#### [Required action 1]
In the meeting report, retype the passage starting with "A request from" and going on through "period of years.".
#### [Required action 2]
According to the meeting report, why did the county have to move its COVID vaccine clinic, and where is this week's clinic being held?

#### [Document extract]
--- --- ---

City and county administrators will continue to discuss the project.
It was noted that 15.4% of all property in the county is tax exempt. This includes all non-profits, including schools and churches.
A request from Sunflower Diversified Services for a tax abatement for its property on West 10th Street brought this tax abatement issue to the fore, Daily said. There was concern that SDS operates a UPS store there, but it is still considered tax exempt.
While this matter was appealed to the state Board of Tax Appeals, there is a broader worry for the county and city from the loss of property tax revenue. But, this must be weighed against the economic development potential of abatements as incentives.
“You don’t want to give away the farm,” Daily said. He just thought it would be good for the city and county “to sing from the same book.”
He suggested a tiered system in which abatements are reduced annually over a period of years.
“So, from an economic development standpoint, we are seeing a lot of communities giving away the farm,” Biggs said. “It makes it very difficult to be competitive.”
She liked the tiered idea.
As for non-profits, there was a fear more property could fall into this category, further reducing revenues. The thought was to seek legislative help from Topeka to help limit what can and can’t be considered tax exempt.
Both bodies agreed this was a problem.
As of last week, a total of 4,839 prime COVID vaccine doses and 3,107 booster doses have been given in Barton County, Hathcock said. This only includes the shots given through the Health Department.
This brings the total to 24.8% of the county adult population being vaccinated.
The county had been using the Fair Board’s Expo III building west of Great Bend for its clinics, but had to move since that will be use for the Farm Show. The city has granted use of Brit Spaugh Park for this week’s clinic.
“We’ve have seen our numbers dwindle on prime doses through our drive-throughs,” he said. “ believe that will probably continue this week.”
Although the state is moving into Phase Five of Gov. Laura Kelly’s vaccination rollout plan, it has been the policy of the county not to turn anybody away regardless of the phase.
And, he said, the commission Monday morning rescinded the mass mandate or any future mandate from the state.
County plaque honors joint meeting
The Barton County Commission Monday night presented a plaque to the Great Bend City Council marking the first-ever joint meeting between the two governing bodies.
The memorial was the brainchild of District 3 Commissioner Shawn Hutchinson who showed it off during the commission meeting Monday morning. “The point of the plaque is that it is just a symbol of the new beginning. It’s a fresh start here, not just because of COVID, but the relations between the county and the city are going to get better. They’re going to be as good as they’ve ever been if I have anything to do with it,” he said.

--- --- ---

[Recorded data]
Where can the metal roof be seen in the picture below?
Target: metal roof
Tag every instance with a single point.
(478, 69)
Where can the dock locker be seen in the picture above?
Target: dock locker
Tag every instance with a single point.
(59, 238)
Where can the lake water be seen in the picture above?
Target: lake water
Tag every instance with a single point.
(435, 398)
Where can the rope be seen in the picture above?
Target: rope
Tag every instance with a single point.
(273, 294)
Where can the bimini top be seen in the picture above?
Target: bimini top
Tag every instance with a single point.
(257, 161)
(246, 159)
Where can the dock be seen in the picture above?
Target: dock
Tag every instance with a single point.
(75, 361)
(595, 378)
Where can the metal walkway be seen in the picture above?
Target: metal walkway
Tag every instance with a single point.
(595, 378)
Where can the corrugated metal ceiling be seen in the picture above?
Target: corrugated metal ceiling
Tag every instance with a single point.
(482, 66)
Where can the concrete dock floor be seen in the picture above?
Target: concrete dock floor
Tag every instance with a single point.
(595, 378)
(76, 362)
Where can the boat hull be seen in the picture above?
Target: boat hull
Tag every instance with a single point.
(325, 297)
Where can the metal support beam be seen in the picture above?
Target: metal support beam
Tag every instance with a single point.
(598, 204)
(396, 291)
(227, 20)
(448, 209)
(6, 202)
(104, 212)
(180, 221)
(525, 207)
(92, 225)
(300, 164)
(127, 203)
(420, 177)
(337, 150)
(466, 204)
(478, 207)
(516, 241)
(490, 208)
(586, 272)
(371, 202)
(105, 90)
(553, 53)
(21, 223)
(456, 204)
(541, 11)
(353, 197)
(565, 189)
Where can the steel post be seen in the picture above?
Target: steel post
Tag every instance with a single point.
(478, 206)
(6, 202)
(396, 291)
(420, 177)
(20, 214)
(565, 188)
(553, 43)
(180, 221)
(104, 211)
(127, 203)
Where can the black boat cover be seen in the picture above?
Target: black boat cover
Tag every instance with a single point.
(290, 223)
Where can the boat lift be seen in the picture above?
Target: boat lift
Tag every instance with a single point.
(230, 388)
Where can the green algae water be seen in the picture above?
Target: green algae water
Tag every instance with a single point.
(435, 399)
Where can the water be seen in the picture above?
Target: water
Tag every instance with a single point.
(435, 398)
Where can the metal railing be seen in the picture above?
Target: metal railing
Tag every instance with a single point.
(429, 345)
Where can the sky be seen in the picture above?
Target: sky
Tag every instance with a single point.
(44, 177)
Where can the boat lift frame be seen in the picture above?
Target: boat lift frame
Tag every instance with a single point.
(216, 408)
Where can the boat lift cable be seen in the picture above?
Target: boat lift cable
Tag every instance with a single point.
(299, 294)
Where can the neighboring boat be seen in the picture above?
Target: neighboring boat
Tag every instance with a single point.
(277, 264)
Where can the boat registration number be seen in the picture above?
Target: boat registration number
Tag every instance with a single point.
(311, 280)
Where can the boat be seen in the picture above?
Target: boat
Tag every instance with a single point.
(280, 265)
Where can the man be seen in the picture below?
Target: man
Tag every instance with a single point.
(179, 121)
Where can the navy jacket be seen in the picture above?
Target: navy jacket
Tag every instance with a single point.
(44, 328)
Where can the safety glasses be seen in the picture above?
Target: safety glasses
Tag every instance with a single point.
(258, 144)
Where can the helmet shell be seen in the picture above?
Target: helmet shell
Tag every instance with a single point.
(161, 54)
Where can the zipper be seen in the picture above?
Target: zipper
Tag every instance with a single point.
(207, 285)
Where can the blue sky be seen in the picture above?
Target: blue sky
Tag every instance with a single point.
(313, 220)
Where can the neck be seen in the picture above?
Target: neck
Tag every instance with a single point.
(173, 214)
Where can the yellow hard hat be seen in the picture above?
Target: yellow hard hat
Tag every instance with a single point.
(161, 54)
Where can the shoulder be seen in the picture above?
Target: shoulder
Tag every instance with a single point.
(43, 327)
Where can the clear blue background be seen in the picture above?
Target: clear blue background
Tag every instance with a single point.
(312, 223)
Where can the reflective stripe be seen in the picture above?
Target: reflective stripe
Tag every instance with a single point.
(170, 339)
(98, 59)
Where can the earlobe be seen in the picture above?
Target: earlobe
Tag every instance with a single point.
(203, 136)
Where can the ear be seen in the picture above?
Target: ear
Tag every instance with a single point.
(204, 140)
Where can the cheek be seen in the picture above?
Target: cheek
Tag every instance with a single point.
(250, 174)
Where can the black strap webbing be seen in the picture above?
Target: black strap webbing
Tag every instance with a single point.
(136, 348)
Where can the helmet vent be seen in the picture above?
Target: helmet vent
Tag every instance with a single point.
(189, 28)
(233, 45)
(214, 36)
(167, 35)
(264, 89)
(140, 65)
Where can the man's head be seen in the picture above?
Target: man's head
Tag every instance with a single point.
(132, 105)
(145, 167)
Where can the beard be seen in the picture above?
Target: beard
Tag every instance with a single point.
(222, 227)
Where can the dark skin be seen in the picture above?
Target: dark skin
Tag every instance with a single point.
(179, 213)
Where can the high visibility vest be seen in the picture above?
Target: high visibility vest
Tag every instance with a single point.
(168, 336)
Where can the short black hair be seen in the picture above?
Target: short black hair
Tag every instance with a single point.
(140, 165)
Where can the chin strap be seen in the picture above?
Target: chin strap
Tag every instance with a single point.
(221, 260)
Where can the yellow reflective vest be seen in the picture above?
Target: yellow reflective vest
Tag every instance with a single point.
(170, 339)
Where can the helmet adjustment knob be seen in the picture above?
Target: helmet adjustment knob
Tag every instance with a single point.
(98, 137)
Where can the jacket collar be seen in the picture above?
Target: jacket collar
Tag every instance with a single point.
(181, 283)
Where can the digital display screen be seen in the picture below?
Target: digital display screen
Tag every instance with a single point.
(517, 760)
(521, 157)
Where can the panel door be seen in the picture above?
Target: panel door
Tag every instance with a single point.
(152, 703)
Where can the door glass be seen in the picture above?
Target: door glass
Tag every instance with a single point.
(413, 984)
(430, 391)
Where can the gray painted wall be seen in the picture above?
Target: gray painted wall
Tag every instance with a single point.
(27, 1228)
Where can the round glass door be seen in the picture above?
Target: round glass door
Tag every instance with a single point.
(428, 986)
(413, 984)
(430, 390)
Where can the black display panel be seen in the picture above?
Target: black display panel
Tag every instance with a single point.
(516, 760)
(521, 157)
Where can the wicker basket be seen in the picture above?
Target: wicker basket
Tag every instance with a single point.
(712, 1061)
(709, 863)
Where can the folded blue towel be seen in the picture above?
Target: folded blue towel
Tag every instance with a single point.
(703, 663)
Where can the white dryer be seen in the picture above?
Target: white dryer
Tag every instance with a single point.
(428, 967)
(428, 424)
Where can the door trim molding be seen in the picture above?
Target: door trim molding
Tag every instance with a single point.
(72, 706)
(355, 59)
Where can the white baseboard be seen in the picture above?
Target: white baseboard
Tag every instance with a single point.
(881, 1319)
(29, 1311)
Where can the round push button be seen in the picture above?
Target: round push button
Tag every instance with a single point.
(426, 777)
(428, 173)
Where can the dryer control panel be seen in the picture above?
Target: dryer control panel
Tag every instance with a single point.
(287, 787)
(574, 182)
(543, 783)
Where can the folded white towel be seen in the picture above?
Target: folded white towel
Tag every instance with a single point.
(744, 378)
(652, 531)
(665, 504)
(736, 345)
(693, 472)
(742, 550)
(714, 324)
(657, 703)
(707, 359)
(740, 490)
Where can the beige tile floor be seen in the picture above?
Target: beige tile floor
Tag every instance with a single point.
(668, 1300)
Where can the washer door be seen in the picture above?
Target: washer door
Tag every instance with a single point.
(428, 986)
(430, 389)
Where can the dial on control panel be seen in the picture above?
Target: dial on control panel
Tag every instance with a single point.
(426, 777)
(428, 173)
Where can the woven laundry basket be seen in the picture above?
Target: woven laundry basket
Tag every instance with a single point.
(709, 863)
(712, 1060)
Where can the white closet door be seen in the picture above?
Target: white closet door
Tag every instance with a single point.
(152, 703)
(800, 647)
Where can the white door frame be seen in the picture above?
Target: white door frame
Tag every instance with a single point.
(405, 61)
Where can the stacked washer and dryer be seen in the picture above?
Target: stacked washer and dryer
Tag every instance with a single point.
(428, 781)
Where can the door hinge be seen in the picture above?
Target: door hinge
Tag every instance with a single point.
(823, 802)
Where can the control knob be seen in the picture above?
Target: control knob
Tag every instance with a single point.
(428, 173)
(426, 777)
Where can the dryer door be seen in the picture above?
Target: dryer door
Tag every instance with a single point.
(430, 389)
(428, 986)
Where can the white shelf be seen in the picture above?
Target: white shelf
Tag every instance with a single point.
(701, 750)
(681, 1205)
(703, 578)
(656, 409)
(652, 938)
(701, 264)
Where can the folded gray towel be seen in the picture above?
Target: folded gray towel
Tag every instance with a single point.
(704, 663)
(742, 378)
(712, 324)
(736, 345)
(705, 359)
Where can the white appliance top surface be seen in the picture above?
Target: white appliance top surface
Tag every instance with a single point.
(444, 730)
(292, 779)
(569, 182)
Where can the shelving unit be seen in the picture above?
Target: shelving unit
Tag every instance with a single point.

--- --- ---

#### [Exercise solution 1]
A request from Sunflower Diversified Services for a tax abatement for its property on West 10th Street brought this tax abatement issue to the fore, Daily said. There was concern that SDS operates a UPS store there, but it is still considered tax exempt.
While this matter was appealed to the state Board of Tax Appeals, there is a broader worry for the county and city from the loss of property tax revenue. But, this must be weighed against the economic development potential of abatements as incentives.
“You don’t want to give away the farm,” Daily said. He just thought it would be good for the city and county “to sing from the same book.”
He suggested a tiered system in which abatements are reduced annually over a period of years.

#### [Exercise solution 2]
The county had been holding its clinics in the Fair Board's Expo III building west of Great Bend. It had to move them because that building will be used for the Farm Show. The city granted use of Brit Spaugh Park for this week's clinic.